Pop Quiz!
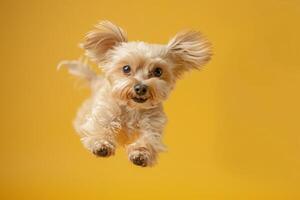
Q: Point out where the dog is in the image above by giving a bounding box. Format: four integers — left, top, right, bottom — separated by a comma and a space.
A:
58, 21, 212, 167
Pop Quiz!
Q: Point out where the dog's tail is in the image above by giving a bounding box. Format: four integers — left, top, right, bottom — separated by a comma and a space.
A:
57, 58, 97, 83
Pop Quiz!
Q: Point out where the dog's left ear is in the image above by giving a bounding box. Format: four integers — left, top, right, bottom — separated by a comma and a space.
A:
80, 21, 127, 64
167, 31, 211, 76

★ ★ ★ ★

- What you will do: Pull out each line above that contains the word "integers", and list them in the order they appear.

- Exercise solution:
Q: Point out where the dog is in the image above by giving a bounding box. Format: four integers — left, top, right, bottom — separated by a comma and a space.
Q: Point out where the dog's tail is in the image above by giving a bounding box. Format: four integers — left, top, right, bottom — separated by a comma and a space.
Q: Point out where the dog's left ear is in the image above by giving a bounding box. Format: four integers — left, top, right, bottom — separated by a comma and a space.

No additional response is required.